Required work:
Only one stretch of the records below should be repeated. It starts with the line containing "Report one dot per instance of the turquoise" and goes on through the line containing "Report one dot per instance of the green", exactly as written.

Saved data entries
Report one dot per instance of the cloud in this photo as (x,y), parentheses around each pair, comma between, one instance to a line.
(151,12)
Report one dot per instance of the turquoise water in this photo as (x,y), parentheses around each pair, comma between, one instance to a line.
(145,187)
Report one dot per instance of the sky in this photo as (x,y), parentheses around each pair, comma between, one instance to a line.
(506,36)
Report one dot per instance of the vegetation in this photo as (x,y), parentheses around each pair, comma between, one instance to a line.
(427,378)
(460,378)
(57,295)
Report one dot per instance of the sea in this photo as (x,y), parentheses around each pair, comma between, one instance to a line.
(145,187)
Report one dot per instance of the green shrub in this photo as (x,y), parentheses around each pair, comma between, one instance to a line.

==

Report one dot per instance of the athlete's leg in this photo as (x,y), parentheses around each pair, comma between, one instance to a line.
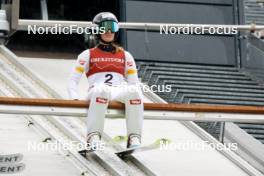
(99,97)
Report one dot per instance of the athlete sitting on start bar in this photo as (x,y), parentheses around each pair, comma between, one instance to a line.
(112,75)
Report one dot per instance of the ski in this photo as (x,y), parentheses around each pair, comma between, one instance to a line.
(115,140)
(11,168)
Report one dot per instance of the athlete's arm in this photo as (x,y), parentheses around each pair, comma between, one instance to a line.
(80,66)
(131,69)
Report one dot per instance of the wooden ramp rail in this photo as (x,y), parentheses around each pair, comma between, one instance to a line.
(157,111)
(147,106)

Task response:
Report one dot per instance of the turquoise water in this photo as (x,y), parentheses around each pair, comma between, one instance to a line.
(145,187)
Report one dot per instance of the sky in this photo as (x,y), parentheses around each pair, comma between, one instance to a line.
(506,36)
Report one dot per instance of the vegetation in this photo as (x,y), parentheses around each pair, comma between, one instance to a line.
(427,378)
(460,378)
(57,295)
Report one dot per instance of the sea in this photo as (x,y), parentheses around each pair, comma between, one instance to a line.
(145,187)
Report one dot per instance of the green shrub in this photo as (x,y), parentheses around each pair, comma between, one instance to a line.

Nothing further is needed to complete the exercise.